-- START OF Source data --
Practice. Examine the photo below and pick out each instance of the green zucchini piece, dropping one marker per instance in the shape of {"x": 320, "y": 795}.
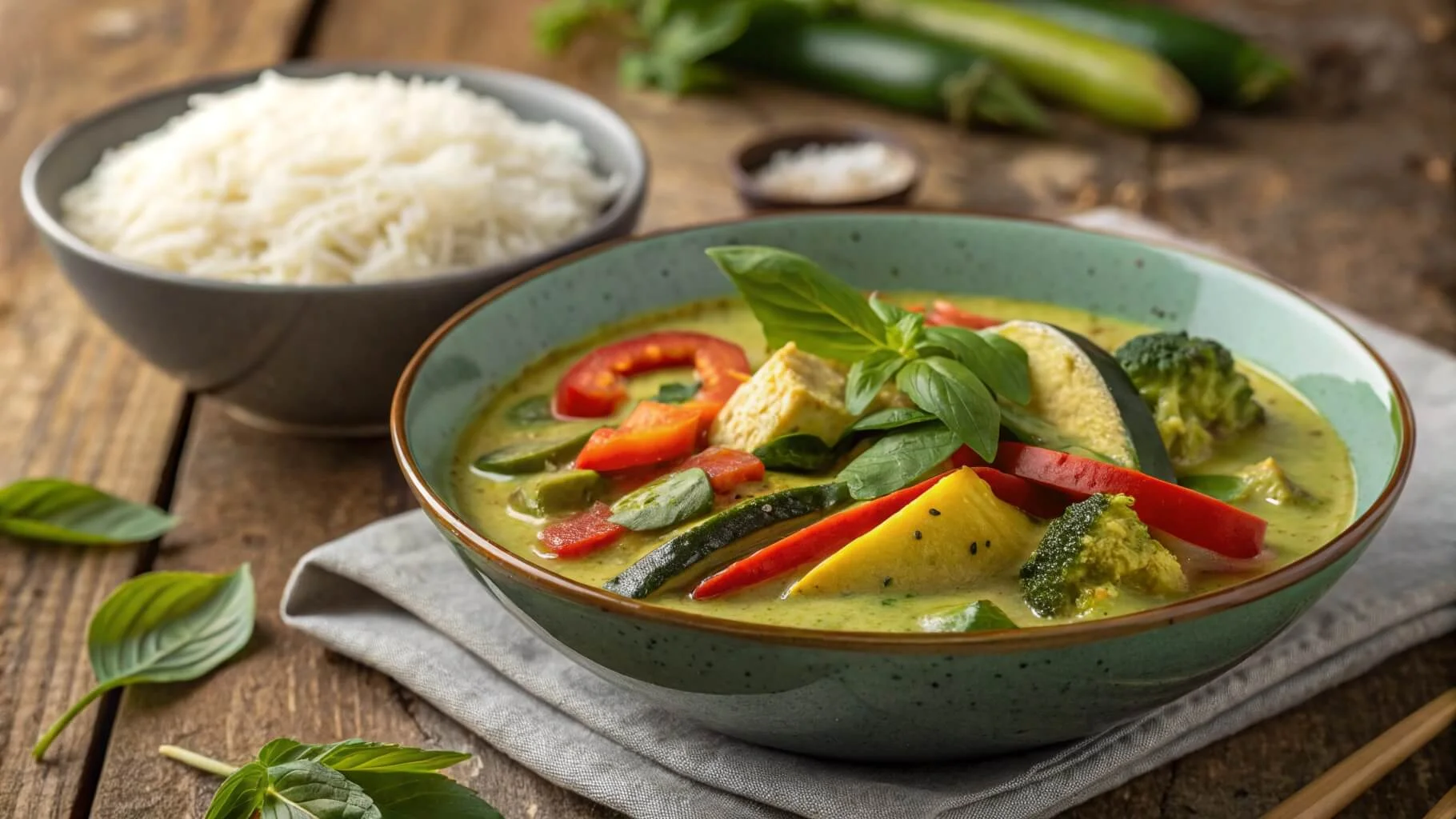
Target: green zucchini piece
{"x": 666, "y": 502}
{"x": 534, "y": 410}
{"x": 1082, "y": 393}
{"x": 532, "y": 456}
{"x": 555, "y": 493}
{"x": 701, "y": 543}
{"x": 980, "y": 616}
{"x": 797, "y": 453}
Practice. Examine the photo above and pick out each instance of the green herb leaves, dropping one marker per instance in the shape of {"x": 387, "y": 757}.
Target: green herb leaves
{"x": 666, "y": 502}
{"x": 347, "y": 780}
{"x": 950, "y": 373}
{"x": 72, "y": 513}
{"x": 163, "y": 627}
{"x": 798, "y": 302}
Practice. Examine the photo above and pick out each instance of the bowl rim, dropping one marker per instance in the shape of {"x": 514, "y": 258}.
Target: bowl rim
{"x": 889, "y": 642}
{"x": 630, "y": 195}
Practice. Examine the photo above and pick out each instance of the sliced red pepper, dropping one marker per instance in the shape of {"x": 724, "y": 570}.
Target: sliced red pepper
{"x": 653, "y": 433}
{"x": 582, "y": 533}
{"x": 1030, "y": 497}
{"x": 944, "y": 313}
{"x": 1178, "y": 511}
{"x": 726, "y": 467}
{"x": 594, "y": 386}
{"x": 811, "y": 543}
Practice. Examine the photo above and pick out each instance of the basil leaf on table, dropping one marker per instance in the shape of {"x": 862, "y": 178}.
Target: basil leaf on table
{"x": 241, "y": 793}
{"x": 868, "y": 376}
{"x": 797, "y": 453}
{"x": 307, "y": 790}
{"x": 163, "y": 627}
{"x": 891, "y": 417}
{"x": 360, "y": 755}
{"x": 990, "y": 366}
{"x": 797, "y": 302}
{"x": 666, "y": 502}
{"x": 946, "y": 387}
{"x": 62, "y": 511}
{"x": 898, "y": 460}
{"x": 353, "y": 778}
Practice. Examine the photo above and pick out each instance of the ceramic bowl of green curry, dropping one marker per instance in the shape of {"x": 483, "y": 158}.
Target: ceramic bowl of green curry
{"x": 1040, "y": 481}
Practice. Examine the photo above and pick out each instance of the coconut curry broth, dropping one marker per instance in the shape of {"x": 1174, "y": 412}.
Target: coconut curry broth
{"x": 1302, "y": 441}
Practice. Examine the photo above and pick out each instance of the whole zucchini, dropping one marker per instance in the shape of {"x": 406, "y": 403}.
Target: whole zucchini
{"x": 1222, "y": 64}
{"x": 882, "y": 63}
{"x": 1108, "y": 79}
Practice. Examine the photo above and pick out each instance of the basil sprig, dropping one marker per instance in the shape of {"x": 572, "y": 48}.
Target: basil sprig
{"x": 950, "y": 373}
{"x": 163, "y": 627}
{"x": 346, "y": 780}
{"x": 62, "y": 511}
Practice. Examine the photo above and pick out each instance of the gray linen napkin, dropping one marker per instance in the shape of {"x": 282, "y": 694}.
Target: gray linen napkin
{"x": 395, "y": 597}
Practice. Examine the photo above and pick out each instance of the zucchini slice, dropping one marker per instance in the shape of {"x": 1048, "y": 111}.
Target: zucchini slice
{"x": 1082, "y": 392}
{"x": 701, "y": 543}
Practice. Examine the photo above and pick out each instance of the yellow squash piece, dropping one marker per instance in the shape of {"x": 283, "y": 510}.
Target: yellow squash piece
{"x": 955, "y": 536}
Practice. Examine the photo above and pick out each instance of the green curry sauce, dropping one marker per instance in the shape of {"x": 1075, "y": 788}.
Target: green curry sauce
{"x": 1294, "y": 435}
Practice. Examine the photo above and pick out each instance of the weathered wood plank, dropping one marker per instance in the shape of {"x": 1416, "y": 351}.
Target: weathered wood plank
{"x": 78, "y": 403}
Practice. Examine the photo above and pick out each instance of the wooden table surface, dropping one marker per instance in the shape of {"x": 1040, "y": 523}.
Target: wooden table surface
{"x": 1349, "y": 194}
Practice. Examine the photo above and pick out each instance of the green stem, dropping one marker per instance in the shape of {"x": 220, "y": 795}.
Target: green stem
{"x": 197, "y": 760}
{"x": 66, "y": 719}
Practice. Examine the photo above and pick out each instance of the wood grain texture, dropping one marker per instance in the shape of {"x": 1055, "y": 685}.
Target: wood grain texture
{"x": 78, "y": 403}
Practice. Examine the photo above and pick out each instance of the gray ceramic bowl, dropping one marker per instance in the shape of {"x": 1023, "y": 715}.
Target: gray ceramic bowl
{"x": 905, "y": 697}
{"x": 300, "y": 358}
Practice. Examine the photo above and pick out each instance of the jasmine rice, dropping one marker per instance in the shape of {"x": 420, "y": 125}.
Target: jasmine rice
{"x": 339, "y": 179}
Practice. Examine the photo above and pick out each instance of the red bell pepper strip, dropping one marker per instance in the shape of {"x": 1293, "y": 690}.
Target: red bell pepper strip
{"x": 594, "y": 386}
{"x": 811, "y": 543}
{"x": 944, "y": 313}
{"x": 1181, "y": 513}
{"x": 653, "y": 433}
{"x": 1030, "y": 497}
{"x": 582, "y": 533}
{"x": 726, "y": 467}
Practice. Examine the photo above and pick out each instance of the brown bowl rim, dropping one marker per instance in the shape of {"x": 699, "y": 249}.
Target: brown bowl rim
{"x": 756, "y": 198}
{"x": 48, "y": 223}
{"x": 889, "y": 642}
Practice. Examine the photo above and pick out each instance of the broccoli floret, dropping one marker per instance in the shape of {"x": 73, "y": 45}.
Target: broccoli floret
{"x": 1193, "y": 389}
{"x": 1090, "y": 552}
{"x": 1267, "y": 481}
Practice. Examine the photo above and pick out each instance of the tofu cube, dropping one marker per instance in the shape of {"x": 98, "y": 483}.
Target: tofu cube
{"x": 792, "y": 392}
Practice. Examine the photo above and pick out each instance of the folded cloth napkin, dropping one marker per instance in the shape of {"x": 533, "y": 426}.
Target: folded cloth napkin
{"x": 395, "y": 597}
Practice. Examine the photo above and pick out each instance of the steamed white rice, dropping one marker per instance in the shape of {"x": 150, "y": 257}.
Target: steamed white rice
{"x": 341, "y": 179}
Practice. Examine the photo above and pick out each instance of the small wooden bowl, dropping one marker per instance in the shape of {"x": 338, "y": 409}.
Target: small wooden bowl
{"x": 753, "y": 156}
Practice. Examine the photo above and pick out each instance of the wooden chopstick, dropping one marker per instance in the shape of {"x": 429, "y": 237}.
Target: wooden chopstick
{"x": 1354, "y": 774}
{"x": 1446, "y": 808}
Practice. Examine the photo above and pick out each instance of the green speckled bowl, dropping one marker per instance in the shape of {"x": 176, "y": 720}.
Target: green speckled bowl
{"x": 907, "y": 697}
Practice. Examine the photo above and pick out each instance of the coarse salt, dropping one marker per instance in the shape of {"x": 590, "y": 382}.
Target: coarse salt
{"x": 836, "y": 172}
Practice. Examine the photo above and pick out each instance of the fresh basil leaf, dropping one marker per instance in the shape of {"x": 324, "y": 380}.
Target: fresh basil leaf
{"x": 534, "y": 410}
{"x": 946, "y": 387}
{"x": 241, "y": 794}
{"x": 797, "y": 302}
{"x": 994, "y": 369}
{"x": 666, "y": 502}
{"x": 898, "y": 460}
{"x": 72, "y": 513}
{"x": 1219, "y": 486}
{"x": 360, "y": 755}
{"x": 797, "y": 453}
{"x": 307, "y": 790}
{"x": 980, "y": 616}
{"x": 891, "y": 417}
{"x": 421, "y": 796}
{"x": 868, "y": 376}
{"x": 674, "y": 393}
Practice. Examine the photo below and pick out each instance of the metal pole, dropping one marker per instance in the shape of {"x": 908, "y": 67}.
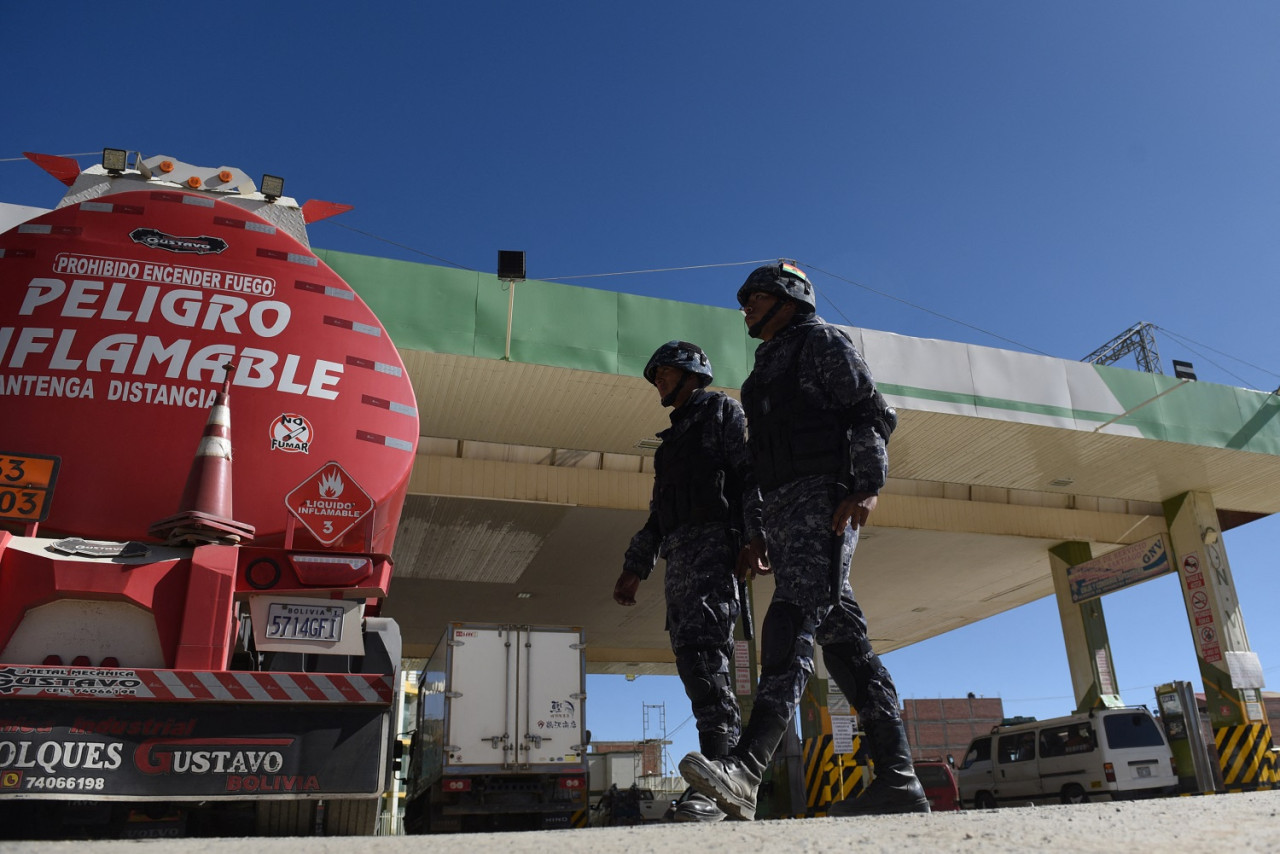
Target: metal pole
{"x": 511, "y": 311}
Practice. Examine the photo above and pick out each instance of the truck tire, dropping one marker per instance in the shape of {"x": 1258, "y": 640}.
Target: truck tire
{"x": 1074, "y": 794}
{"x": 286, "y": 818}
{"x": 351, "y": 817}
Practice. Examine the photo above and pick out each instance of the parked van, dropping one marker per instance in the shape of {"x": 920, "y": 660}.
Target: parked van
{"x": 1116, "y": 753}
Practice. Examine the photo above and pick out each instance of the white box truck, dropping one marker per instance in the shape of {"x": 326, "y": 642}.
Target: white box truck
{"x": 501, "y": 731}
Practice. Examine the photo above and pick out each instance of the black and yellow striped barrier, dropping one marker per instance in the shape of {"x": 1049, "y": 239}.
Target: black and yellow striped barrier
{"x": 831, "y": 776}
{"x": 1244, "y": 756}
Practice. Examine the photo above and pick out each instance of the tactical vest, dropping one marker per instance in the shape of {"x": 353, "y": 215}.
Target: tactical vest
{"x": 791, "y": 438}
{"x": 689, "y": 484}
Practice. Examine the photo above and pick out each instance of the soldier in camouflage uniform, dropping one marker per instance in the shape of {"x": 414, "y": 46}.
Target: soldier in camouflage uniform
{"x": 704, "y": 505}
{"x": 818, "y": 441}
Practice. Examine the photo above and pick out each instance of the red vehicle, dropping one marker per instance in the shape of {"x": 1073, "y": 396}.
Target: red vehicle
{"x": 172, "y": 661}
{"x": 940, "y": 784}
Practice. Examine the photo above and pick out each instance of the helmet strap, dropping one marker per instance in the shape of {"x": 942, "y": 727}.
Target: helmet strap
{"x": 755, "y": 328}
{"x": 670, "y": 400}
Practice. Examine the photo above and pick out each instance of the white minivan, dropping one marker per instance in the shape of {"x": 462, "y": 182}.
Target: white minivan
{"x": 1107, "y": 753}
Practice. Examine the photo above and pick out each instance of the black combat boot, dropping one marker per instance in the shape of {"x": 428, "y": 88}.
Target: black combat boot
{"x": 732, "y": 781}
{"x": 895, "y": 788}
{"x": 693, "y": 805}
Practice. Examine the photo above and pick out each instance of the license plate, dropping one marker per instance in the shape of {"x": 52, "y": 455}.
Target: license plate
{"x": 293, "y": 621}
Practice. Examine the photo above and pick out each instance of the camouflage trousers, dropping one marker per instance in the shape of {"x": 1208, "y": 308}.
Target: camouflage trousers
{"x": 813, "y": 602}
{"x": 702, "y": 608}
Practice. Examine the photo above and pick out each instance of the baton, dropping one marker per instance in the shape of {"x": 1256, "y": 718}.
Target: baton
{"x": 744, "y": 597}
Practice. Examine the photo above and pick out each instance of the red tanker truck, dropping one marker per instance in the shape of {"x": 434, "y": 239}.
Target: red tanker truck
{"x": 186, "y": 649}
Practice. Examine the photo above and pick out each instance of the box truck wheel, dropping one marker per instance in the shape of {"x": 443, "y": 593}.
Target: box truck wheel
{"x": 351, "y": 816}
{"x": 1074, "y": 794}
{"x": 286, "y": 817}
-- END OF Source data --
• Exercise: Write out the lines above, starting at the line that contains "the black combat" and ending with the final line, and nothing else; copy them exactly.

• Exercise output:
Practice. Examine the photo above and pick out each instance of the black combat boot, dropping one marker per instance in the shape of {"x": 428, "y": 88}.
Target: black combat boot
{"x": 732, "y": 781}
{"x": 895, "y": 788}
{"x": 693, "y": 805}
Practice. Examine the photo above and pick out each instance of the license plate, dropping one marker per instance in the shape of {"x": 52, "y": 455}.
Target: license plate
{"x": 293, "y": 621}
Practice. Examine the photo above and pick out each instance of the camouflage trousers, dropping one marker per instance in the shape of {"x": 1208, "y": 308}.
Target: camouflage trousers
{"x": 813, "y": 602}
{"x": 702, "y": 608}
Practice. Examine the photo above and pick out each instance of the baton, dropping one marker per instance in the shape of {"x": 1256, "y": 718}.
Target: baton
{"x": 744, "y": 597}
Practice. Examine the photo above and pick out each instance of the red tanker truck, dropping one marker per instance in the shape of {"x": 434, "y": 239}.
Target: red tanker truck
{"x": 186, "y": 649}
Practice. Examine the photo above and pick out each instance of the box truck wheel, dropping one marker per instance in the shape of {"x": 443, "y": 593}.
Target: box truck wheel
{"x": 351, "y": 816}
{"x": 1074, "y": 794}
{"x": 286, "y": 817}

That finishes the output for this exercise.